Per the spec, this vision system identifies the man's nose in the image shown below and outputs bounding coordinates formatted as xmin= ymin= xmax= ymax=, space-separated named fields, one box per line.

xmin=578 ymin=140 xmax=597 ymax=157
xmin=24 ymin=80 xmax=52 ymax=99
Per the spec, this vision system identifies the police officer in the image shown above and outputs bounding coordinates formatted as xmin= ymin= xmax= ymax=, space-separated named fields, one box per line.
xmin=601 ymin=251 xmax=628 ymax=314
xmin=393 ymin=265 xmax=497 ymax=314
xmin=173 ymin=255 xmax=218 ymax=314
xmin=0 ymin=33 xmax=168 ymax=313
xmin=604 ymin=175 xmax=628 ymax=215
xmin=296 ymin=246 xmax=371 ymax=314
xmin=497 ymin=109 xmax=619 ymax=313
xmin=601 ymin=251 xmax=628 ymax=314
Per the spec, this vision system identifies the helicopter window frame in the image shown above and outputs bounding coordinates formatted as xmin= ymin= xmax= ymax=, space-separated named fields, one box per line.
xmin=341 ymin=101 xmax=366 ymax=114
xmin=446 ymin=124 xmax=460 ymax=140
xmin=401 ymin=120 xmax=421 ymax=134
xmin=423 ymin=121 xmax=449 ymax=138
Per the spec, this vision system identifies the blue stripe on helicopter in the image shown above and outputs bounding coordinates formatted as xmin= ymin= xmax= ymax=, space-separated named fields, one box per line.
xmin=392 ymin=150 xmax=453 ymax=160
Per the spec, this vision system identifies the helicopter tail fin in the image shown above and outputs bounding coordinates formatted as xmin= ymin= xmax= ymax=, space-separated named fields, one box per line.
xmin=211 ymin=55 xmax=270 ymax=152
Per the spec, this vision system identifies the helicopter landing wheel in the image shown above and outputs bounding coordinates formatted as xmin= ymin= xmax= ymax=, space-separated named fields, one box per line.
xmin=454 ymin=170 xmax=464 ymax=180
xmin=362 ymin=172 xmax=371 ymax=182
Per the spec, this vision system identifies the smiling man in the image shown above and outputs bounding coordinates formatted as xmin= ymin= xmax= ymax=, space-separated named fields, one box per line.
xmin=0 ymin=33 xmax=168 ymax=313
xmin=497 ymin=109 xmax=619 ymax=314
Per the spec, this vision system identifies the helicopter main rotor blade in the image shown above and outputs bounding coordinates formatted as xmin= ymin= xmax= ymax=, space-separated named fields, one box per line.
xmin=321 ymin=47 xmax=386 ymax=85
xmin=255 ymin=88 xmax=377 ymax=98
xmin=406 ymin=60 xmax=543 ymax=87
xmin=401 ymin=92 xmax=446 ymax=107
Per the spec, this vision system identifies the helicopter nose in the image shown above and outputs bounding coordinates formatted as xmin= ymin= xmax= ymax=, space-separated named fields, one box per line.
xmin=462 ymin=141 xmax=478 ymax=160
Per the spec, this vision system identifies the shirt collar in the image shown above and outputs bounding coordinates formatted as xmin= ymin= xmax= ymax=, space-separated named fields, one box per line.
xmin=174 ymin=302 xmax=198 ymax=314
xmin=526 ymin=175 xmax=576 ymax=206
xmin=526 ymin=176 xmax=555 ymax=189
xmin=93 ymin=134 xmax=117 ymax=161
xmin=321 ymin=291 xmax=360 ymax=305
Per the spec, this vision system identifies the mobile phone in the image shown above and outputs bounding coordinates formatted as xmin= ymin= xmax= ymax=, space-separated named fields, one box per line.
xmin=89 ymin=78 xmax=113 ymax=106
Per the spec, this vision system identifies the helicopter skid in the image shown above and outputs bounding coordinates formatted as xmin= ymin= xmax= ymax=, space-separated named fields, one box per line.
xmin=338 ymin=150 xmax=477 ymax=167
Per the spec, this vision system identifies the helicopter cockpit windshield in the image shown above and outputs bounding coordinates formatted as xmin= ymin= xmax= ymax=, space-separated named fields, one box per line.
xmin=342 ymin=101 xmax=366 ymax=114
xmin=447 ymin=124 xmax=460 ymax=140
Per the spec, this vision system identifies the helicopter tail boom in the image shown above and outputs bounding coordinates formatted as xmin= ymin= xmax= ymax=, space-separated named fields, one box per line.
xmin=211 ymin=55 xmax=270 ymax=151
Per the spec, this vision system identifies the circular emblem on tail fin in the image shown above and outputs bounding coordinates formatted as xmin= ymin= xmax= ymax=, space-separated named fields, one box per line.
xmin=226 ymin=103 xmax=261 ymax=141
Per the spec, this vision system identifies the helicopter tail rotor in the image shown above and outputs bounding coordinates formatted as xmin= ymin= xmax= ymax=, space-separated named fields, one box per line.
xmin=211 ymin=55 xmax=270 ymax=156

#### SHORT TASK:
Reproduce all of the material above, switching every "vision system" to "object detector" and leaving everything else unchanged.

#### REPLY TO THE EXERCISE:
Per the spec, this object detector identifies the man's nose in the image shown below and outputs bounding coordinates formatted as xmin= ymin= xmax= ymax=, space-separated named fields, one box per line.

xmin=578 ymin=140 xmax=597 ymax=157
xmin=24 ymin=80 xmax=52 ymax=99
Per the spec, this object detector identifies the police officer in the image shown above and outputs bounding coordinates formatted as xmin= ymin= xmax= ymax=, space-separated named fields, one box per line.
xmin=601 ymin=251 xmax=628 ymax=314
xmin=393 ymin=265 xmax=497 ymax=314
xmin=173 ymin=255 xmax=218 ymax=314
xmin=0 ymin=33 xmax=168 ymax=313
xmin=604 ymin=175 xmax=628 ymax=215
xmin=296 ymin=246 xmax=371 ymax=314
xmin=497 ymin=109 xmax=619 ymax=313
xmin=601 ymin=251 xmax=628 ymax=314
Per the spec, this object detector identifies the helicopter window frame in the image shown above and outputs bounding coordinates formatted as xmin= ymin= xmax= ymax=, space-separated named fields, one box per line.
xmin=341 ymin=101 xmax=366 ymax=114
xmin=446 ymin=124 xmax=460 ymax=140
xmin=401 ymin=120 xmax=421 ymax=134
xmin=423 ymin=121 xmax=449 ymax=138
Per the spec, this object detector identifies the blue stripe on helicopter in the image shown above and outputs bounding coordinates formatted as xmin= ymin= xmax= ymax=, space-separated named fields, one box per line.
xmin=392 ymin=150 xmax=453 ymax=160
Per the spec, this object detector identifies the helicopter tail fin in the image shown above and outputs bounding coordinates formatted as xmin= ymin= xmax= ymax=, space-separated named fields, one box per line.
xmin=211 ymin=55 xmax=270 ymax=152
Per the spec, this object detector identifies the helicopter landing wheel in the image shown above and outputs bounding coordinates formatted as xmin= ymin= xmax= ymax=, space-separated named fields, one box per line.
xmin=454 ymin=170 xmax=464 ymax=180
xmin=362 ymin=172 xmax=371 ymax=182
Per the spec, this object detector identifies the smiling man in the image shown above and outputs bounding coordinates formatted as xmin= ymin= xmax= ymax=, space-separated named fields, one box per line.
xmin=0 ymin=33 xmax=168 ymax=313
xmin=497 ymin=109 xmax=619 ymax=314
Per the spec, this object detector identifies the helicopter main rotor blade in the image shown above and outputs bounding coordinates formatted as xmin= ymin= xmax= ymax=, space-separated named fields, one box per line.
xmin=321 ymin=47 xmax=386 ymax=85
xmin=255 ymin=88 xmax=377 ymax=98
xmin=406 ymin=60 xmax=543 ymax=87
xmin=401 ymin=92 xmax=446 ymax=107
Per the spec, this object detector identifies the helicopter nose in the image shown above and outputs bounding coordinates formatted as xmin= ymin= xmax= ymax=, space-separated named fields, one box per line.
xmin=462 ymin=141 xmax=478 ymax=160
Per the spec, this object detector identifies the shirt collar in the image shown above and outputs bounding coordinates formatted as xmin= ymin= xmax= ymax=, space-separated named fields, one box per line.
xmin=174 ymin=302 xmax=198 ymax=314
xmin=526 ymin=175 xmax=576 ymax=206
xmin=526 ymin=176 xmax=555 ymax=189
xmin=93 ymin=134 xmax=117 ymax=161
xmin=321 ymin=291 xmax=360 ymax=305
Per the spec, this object detector identifies the mobile phone in the image shown above and outputs bounding coordinates formatted as xmin= ymin= xmax= ymax=, space-separated named fields, one box per line.
xmin=89 ymin=78 xmax=113 ymax=106
Per the spec, this object detector identifies the helicopter skid in the image shown above and outputs bounding coordinates formatted as xmin= ymin= xmax= ymax=, space-separated named fields, one box per line.
xmin=338 ymin=150 xmax=477 ymax=167
Per the spec, this object detector identifies the helicopter cockpit windshield in the image shown above and outputs bounding coordinates formatted as xmin= ymin= xmax= ymax=, space-separated named fields, one box per line.
xmin=342 ymin=101 xmax=366 ymax=114
xmin=447 ymin=124 xmax=460 ymax=140
Per the spec, this object detector identifies the helicopter tail boom in the image shown above and outputs bounding coordinates formatted as xmin= ymin= xmax= ymax=, space-separated named fields, one box per line.
xmin=211 ymin=55 xmax=270 ymax=151
Per the spec, this object detector identifies the circular emblem on tail fin in the image shown above and outputs bounding coordinates formatted as xmin= ymin= xmax= ymax=, space-separated named fields, one box per line.
xmin=226 ymin=103 xmax=261 ymax=141
Per the spec, this object detector identifies the helicopter tail rotor in the image shown above and outputs bounding coordinates formatted as xmin= ymin= xmax= ymax=, space-separated named fields, one box per line.
xmin=211 ymin=55 xmax=270 ymax=156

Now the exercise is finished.